Instruction :: Tally the lines of the listing below that contain the string "tree", treating uppercase and lowercase as different, and give only the number.

--- BEGIN Exercise inputs ---

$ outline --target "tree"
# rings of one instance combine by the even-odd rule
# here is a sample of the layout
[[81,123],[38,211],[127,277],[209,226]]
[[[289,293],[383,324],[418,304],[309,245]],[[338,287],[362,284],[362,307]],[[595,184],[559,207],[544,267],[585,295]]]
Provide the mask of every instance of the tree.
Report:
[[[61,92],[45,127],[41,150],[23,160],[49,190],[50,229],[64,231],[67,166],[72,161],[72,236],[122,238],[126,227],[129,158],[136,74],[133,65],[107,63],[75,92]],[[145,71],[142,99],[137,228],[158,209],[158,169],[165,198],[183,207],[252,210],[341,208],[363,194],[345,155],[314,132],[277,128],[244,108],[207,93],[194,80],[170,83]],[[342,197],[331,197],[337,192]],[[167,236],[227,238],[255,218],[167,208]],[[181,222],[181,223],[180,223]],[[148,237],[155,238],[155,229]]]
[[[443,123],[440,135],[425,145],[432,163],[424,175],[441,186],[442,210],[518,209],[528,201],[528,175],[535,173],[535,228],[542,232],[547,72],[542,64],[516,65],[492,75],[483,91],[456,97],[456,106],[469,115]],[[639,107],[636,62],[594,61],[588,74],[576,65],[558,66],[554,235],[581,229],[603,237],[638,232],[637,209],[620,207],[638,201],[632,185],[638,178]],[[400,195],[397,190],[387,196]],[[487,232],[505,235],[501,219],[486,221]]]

--- END Exercise inputs ---
--- BEGIN Exercise inputs ---

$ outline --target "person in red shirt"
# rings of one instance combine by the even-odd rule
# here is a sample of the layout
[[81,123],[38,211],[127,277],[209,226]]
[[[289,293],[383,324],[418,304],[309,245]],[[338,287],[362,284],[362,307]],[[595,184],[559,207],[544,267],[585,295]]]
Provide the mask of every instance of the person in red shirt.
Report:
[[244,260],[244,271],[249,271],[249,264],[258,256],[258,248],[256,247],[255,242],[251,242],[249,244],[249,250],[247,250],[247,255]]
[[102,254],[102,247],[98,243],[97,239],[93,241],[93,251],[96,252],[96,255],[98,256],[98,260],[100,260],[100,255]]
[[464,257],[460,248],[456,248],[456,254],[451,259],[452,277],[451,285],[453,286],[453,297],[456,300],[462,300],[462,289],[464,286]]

--- END Exercise inputs ---
--- BEGIN Exercise inputs ---

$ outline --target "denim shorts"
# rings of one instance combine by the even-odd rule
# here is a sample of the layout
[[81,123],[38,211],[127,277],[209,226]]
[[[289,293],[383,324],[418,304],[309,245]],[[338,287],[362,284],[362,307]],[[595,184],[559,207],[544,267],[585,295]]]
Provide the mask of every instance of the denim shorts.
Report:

--- END Exercise inputs ---

Output below :: 2